→ **Records for the exercise**
"""

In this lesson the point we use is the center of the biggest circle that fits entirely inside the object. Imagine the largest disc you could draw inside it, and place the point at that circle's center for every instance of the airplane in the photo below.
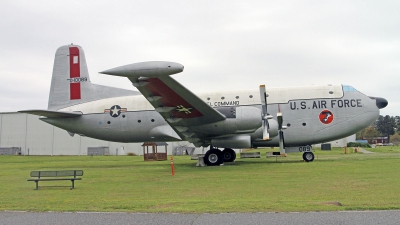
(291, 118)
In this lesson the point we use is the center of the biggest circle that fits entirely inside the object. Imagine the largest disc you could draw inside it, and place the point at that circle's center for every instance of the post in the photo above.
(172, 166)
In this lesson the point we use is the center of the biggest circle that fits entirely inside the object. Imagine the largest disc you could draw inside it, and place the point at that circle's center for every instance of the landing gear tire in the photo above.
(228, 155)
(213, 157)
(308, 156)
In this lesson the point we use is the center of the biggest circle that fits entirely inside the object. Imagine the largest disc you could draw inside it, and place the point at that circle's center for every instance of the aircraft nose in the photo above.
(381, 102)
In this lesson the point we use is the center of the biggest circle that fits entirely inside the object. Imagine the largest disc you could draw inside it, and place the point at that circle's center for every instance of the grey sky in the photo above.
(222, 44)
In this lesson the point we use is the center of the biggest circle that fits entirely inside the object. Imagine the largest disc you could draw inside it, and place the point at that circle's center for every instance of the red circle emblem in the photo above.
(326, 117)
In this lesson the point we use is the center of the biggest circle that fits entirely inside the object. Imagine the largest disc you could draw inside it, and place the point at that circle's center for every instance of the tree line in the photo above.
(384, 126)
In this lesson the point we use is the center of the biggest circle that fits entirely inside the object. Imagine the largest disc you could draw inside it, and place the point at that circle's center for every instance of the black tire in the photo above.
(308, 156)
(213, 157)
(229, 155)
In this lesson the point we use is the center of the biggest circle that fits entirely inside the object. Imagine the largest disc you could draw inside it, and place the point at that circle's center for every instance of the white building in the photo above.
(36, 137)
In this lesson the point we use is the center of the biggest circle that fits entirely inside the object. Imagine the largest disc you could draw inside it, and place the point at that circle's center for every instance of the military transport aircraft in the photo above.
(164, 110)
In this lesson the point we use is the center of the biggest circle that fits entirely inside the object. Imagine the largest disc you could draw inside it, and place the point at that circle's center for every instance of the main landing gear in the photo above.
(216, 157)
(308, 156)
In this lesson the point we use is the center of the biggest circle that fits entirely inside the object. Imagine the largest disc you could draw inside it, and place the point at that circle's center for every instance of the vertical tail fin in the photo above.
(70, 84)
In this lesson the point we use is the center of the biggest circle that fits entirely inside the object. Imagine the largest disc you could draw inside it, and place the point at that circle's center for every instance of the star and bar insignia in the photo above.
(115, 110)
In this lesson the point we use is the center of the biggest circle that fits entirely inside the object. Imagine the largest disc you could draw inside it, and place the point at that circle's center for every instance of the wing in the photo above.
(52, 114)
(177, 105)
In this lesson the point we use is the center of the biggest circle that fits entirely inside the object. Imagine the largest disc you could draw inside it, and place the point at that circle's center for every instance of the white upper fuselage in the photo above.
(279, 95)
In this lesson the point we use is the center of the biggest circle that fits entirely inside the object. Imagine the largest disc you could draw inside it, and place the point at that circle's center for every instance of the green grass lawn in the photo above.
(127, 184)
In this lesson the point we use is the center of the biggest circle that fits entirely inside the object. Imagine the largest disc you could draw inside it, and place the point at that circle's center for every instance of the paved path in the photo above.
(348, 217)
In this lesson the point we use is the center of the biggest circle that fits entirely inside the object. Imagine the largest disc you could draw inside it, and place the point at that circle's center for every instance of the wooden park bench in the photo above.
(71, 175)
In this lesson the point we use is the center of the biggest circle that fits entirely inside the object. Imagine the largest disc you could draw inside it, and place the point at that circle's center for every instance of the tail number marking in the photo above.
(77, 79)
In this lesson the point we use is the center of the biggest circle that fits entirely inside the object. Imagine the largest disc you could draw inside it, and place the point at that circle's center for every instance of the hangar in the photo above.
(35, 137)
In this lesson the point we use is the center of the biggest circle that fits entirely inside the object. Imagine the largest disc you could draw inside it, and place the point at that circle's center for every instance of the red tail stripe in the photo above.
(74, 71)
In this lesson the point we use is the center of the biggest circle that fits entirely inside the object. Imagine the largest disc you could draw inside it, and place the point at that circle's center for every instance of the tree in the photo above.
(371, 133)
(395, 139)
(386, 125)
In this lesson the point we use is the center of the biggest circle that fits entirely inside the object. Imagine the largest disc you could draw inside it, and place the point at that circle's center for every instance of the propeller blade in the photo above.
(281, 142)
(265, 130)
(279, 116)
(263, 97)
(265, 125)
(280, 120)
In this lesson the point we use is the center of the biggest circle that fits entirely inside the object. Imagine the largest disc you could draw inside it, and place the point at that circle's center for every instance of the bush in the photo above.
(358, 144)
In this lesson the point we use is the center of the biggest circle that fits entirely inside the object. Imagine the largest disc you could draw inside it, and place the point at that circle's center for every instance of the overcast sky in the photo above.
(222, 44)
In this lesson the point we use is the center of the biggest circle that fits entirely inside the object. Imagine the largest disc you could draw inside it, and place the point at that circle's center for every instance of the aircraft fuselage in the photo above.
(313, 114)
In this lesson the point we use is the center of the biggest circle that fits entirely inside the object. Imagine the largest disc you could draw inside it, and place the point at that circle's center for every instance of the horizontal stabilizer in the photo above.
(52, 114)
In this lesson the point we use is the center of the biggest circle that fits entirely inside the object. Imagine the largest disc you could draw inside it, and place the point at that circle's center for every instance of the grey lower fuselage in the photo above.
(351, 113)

"""

→ **Task statement**
Write out all the items above word for word, but leave the pictures out.

→ **Reply to the exercise**
In this lesson the point we use is the center of the biggest circle that fits entirely inside the object. Imagine the largest disc you could draw inside it, and place the point at that circle's center for every instance of the airplane in the photo below.
(291, 118)
In this lesson the point we use is the center of the biggest circle that fits entirely inside the object. Imagine the largest disc you could draw inside it, and place the point at that circle's center for every instance of the post in the photo above.
(172, 166)
In this lesson the point we use is the center of the biggest circle that fits entirely inside the object. Imagine the largest disc you could draw inside it, and place the point at that circle's center for every instance of the landing gear tire in the photo above.
(228, 155)
(213, 157)
(308, 156)
In this lesson the point we use is the center of the biggest circle that fits entirely inside the object. Imagine the largest disc you could draw inside it, and place the point at that circle's center for every instance of the aircraft nose in the photo above.
(381, 102)
In this lesson the point we use is the center of the biggest circle that fits entirely inside the object. Imagine the largest disc you could draw inside it, and place the point at that circle's center for every instance of the grey sky in the photo above.
(222, 44)
In this lesson the point we use is the center of the biggest circle that fits entirely inside the object. Imagine the largest disc you could draw inside it, and place the point at that circle's center for every instance of the red circle emblem in the photo above.
(326, 117)
In this lesson the point we use is the center of the biggest circle that fits entirely inside the object. Imagine the largest disc you could draw inside it, and place the point at that circle's center for every instance of the tree line in the photo above.
(384, 126)
In this lesson the point we use is the center of the biggest circle that fits entirely inside the object. Imagine the largest disc you could draw inside it, and place the point at that circle's center for every instance of the black tire in the photo above.
(308, 156)
(213, 157)
(229, 155)
In this lesson the point we use is the center of the biggest circle that fits entirely inside the object. Imagine the largest disc you could draw inside it, and place the point at that circle's center for every instance of the white building in the photo above.
(36, 137)
In this lesson the point we use is the center of the biggest circle that fits entirely inside the object. Imagine the largest disc you could draw inside it, and place the point at that circle's center for every instance of the military transport aircraft in the photo above.
(164, 110)
In this lesson the point we use is the center of the biggest circle that fits entirely inside the object. Imagine the largest disc you could draw inside it, and place the point at that circle's center for every instance of the main landing gear in the photo above.
(216, 157)
(308, 156)
In this lesson the point we use is the center of the biggest circle that fits entirely inside the object. Imagine the largest disc you could draw inside it, and place the point at that circle's center for every instance of the vertical tail fin in the photo above.
(70, 84)
In this lesson the point we use is the center of the biggest circle that fits entirely inside the object. Imagine the largest disc you could draw inside it, and place the point at that circle's center for every instance of the star and bar insignia in the photo above.
(115, 110)
In this lesson the point we use is the center of the biggest circle that fits entirely inside the object. Imagine the largest disc you could draw inside it, and place the point at that circle's center for every instance of the wing in the photo above.
(52, 114)
(177, 105)
In this lesson the point we use is the center of the biggest circle that fits entirely inside the object. Imagine the largest disc you could draw inside it, and place the point at that circle's center for every instance of the white upper fuselage in the photo above.
(279, 95)
In this lesson the point we use is the center of the biggest circle that fits entirely inside the object. Imagine the largest disc you could draw inside it, and place the point at that circle's center for every instance of the green grass lawn in the photo above.
(127, 184)
In this lesson the point we use is the center of the biggest circle that fits entirely inside the object. Imagine the largest disc you could draw inside it, and place the point at that circle's center for every instance of the paved path in the photo above.
(348, 217)
In this lesson the point we use is the center of the biggest circle that fits entirely inside the object. Imagine the largest disc you could draw inside it, and place the point at that circle's center for every instance of the wooden park bench in the photo above.
(71, 175)
In this lesson the point we use is the center of the biggest circle that fits entirely inside the object. Imagine the largest disc you could draw inside it, and place the point at that circle's center for every instance of the tail number marking in the photo above.
(77, 79)
In this lesson the point we use is the center of the biggest circle that fits entirely inside the object. Imagine the largest disc you could draw inside it, and place the point at that circle's center for every instance of the hangar in the photo above.
(35, 137)
In this lesson the point we use is the center of the biggest circle that fits entirely inside the object. Imagine the largest disc you could draw inside it, and place the point at that circle's center for every instance of the red tail stripe in the photo above.
(74, 71)
In this lesson the point we use is the center of the biggest circle that fits entirely inside the object. Imagine the largest disc you could draw inside it, and place the point at that circle's center for every instance of the tree in the photo above.
(371, 133)
(395, 139)
(386, 125)
In this lesson the point we use is the center of the biggest circle that fits entirely inside the object. Imagine the largest disc you could draw inside it, and place the point at that circle's center for every instance of the propeller blade in the photo above.
(281, 142)
(265, 130)
(279, 116)
(263, 97)
(265, 125)
(280, 120)
In this lesson the point we use is the center of the biggest circle that fits entirely inside the object. Imagine the largest disc you could draw inside it, and place the point at that circle's center for every instance of the bush in the photo above.
(358, 144)
In this lesson the point we use is the center of the biggest circle that fits entirely inside the object. Imagine the largest disc you could draw inside it, and place the point at that circle's center for every instance of the overcast sky in the photo above.
(222, 44)
In this lesson the point we use is the center of the biggest circle that fits entirely inside the object. Imagine the largest disc you could draw inside it, and place the point at that circle's center for every instance of the aircraft fuselage in the photo above.
(313, 114)
In this lesson the point we use is the center of the biggest circle that fits entirely inside the object. Imagine the largest disc you could draw inside it, and place the point at that circle's center for every instance of the horizontal stabilizer in the photo above.
(52, 114)
In this lesson the point we use is the center of the biggest circle that fits entirely inside the object. Imagine the largest disc you could draw inside it, and place the point at that circle's center for every instance of the grey lower fuselage in the photo above.
(351, 113)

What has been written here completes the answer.